_Required work_
1. In the article on the BBC and the knitting patterns, what profit did BBC Worldwide report last year?
2. Copy the part of the article on the BBC and the knitting patterns starting at "The BBC has a virtual" and ending at "therefore extremely ominous.".
3. Carry on the article on the BBC and the knitting patterns from the point where it stops.
Begin Text section
Last week, copyright law blogger and Edinburgh resident Andrés, of Clan Guadamúz, picked up a story about how Britain’s largest quango, the BBC, forced a website offering free knitting patterns to remove one of the Adipose (pictured, right), a little creature featured in the Doctor Who series.

“We note that you are supplying DR WHO items, and using trade marks and copyright owned by BBC,” read the email. “You have not been given permission to use the DR WHO brand and we ask that you remove from your site any designs connected with DR WHO. Please reply acknowledging receipt of this email, and confirm that you will remove the DR WHO items as requested.”

The BBC has not registered the blob-like Adipose creatures as copyright, and the site was not seeking to profit from offering the knitting patterns to the public. Nor is the BBC offering knitted blobs, or even patterns for knitted blobs, to the public. The implications are disturbing.

The BBC has a virtual monopoly of radio and TV political commentary, and its corporate point of view permeates the British middle class through cultural patronage and cronyism. The BBC’s assertion of intellectual property absolutism in this case is therefore extremely ominous.

Like the rest of the British public sector, the BBC has an insatiable appetite for revenue to feed its privileged bureaucracy. Not content with the billions it collects, directly, from British tax-payers, the quango then profits from tax-payer paid products by selling them abroad through BBC Worldwide.

Last year, BBC Worldwide reported profits of £111 million from sales of £810 million, triple the 2004 total. It ranked 27th in global merchandising on the back of programmes like Top Gear, Teletubbies, Planet Earth, In the Night Garden, Charlie & Lola – and Doctor Who.
End Text section
Begin Data listing
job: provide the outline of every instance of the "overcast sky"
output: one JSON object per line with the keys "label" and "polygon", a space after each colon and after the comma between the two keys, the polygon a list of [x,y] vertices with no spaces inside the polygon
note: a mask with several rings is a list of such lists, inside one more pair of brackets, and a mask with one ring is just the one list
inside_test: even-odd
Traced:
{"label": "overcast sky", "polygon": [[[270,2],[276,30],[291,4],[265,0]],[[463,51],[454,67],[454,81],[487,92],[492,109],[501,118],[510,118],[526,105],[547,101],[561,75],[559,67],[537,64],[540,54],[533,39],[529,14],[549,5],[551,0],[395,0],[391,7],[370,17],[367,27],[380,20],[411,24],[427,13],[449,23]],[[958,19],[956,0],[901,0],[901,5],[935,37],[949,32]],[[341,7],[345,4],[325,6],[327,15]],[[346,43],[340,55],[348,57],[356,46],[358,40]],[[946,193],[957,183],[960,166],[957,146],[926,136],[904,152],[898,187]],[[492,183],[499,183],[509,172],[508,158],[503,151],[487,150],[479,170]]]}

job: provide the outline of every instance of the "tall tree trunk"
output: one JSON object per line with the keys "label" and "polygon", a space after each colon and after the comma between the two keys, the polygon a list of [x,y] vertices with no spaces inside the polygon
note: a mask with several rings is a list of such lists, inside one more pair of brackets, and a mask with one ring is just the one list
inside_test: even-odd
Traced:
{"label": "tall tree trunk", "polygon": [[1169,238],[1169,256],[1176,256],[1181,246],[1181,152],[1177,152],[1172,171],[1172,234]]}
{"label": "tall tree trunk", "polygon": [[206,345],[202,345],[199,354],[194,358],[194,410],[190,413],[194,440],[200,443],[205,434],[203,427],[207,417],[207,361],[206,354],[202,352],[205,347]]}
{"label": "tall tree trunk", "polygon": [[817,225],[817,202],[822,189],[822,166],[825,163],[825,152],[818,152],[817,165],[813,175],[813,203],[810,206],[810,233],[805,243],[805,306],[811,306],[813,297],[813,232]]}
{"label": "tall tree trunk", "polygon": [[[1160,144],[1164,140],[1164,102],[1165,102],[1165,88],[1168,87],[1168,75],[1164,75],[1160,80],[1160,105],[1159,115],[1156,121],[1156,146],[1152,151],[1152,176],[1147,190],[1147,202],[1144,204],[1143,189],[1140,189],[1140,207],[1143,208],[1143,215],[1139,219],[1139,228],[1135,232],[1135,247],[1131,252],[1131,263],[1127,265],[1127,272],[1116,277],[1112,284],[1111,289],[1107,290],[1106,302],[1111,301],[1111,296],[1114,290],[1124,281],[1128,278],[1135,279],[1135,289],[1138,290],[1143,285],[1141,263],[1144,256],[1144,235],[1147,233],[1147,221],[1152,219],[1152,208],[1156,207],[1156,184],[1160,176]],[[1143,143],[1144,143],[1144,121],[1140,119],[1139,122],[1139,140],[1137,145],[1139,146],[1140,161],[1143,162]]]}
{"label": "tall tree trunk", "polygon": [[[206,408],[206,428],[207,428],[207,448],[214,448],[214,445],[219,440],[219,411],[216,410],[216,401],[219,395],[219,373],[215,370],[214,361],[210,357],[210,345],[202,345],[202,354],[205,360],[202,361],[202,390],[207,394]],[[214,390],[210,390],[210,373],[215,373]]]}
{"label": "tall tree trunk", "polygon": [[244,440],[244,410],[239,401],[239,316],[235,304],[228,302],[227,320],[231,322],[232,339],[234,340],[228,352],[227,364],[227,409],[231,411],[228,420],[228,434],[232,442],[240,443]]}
End Data listing
_The answers_
1. £111 million

2.
The BBC has a virtual monopoly of radio and TV political commentary, and its corporate point of view permeates the British middle class through cultural patronage and cronyism. The BBC’s assertion of intellectual property absolutism in this case is therefore extremely ominous.

3.
Any commercial concern would distribute some of the profit to shareholders, but the BBC spends it all on itself or on commissioning work by like-minded producers, often private ventures by members of the BBC oligarchy. It is therefore unsurprising to see it throw all its considerable weight on the side of the greediest, most suffocating interpretation of copyright law.

 

The “Public Purposes” of the BBC are:

· sustaining citizenship and civil society

· promoting education and learning

· stimulating creativity and cultural excellence

· representing the UK, its nations, regions and communities

· bringing the UK to the world and the world to the UK

· in promoting its other purposes, helping to deliver to the public the benefit of emerging communications technologies and services and, in addition, taking a leading role in the switchover to digital television

We can’t see anything there that could possibly justify denying a citizen the right to post a free knitting pattern of something that appeared in a single BBC programme.